The line that holds "Task: locate the beige" marks the start. Return it and each following line through the end of the data, unchanged.

···

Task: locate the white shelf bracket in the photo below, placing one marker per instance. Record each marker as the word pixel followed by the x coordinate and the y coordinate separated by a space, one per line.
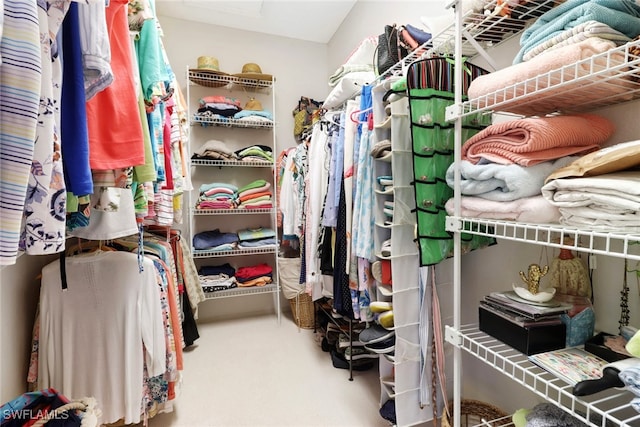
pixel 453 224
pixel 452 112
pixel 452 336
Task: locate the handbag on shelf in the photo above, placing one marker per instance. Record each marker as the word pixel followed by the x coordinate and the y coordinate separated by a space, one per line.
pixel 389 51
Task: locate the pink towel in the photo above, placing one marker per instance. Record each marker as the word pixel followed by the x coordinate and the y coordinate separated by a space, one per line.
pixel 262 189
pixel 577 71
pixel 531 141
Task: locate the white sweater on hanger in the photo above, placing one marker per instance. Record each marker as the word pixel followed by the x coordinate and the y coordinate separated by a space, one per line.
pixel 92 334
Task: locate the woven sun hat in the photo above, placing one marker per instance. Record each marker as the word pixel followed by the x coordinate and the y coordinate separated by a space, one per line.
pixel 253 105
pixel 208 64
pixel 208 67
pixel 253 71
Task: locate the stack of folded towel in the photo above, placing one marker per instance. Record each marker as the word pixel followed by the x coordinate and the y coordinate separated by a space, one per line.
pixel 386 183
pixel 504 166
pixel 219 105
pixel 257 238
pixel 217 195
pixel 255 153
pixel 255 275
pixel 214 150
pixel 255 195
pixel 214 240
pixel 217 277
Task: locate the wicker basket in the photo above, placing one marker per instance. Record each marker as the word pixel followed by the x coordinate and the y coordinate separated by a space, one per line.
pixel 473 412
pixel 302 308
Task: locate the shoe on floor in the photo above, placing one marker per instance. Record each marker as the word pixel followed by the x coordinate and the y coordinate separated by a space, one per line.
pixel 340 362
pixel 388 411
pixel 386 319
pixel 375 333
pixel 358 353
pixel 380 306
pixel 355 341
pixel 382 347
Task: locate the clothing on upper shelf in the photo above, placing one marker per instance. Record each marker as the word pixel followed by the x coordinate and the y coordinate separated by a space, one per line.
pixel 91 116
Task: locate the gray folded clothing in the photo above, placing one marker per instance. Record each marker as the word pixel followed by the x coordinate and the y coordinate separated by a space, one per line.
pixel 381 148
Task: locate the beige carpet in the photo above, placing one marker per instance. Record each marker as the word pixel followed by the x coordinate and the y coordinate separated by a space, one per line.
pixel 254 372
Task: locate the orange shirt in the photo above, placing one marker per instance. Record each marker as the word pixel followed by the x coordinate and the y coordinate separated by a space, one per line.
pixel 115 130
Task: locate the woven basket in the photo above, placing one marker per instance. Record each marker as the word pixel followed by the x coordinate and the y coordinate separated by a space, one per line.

···

Exercise answer:
Task: locate the beige carpet in the photo above, placing one marker per instance. Record each marker as the word pixel followed by the x coordinate and the y coordinate separated by a space, one per line.
pixel 254 372
Task: locate the orange shirt in the photo above, placing one marker per instance. Record each marker as the word pixel followed by the x coordinate and the y coordinate separated by a space, one per line.
pixel 115 130
Task: locate the woven basket in the photo above, placing one marker per instance. Record each marker as the word pixel followed by the x coordinate and the y coordinate separated by a space, one per line.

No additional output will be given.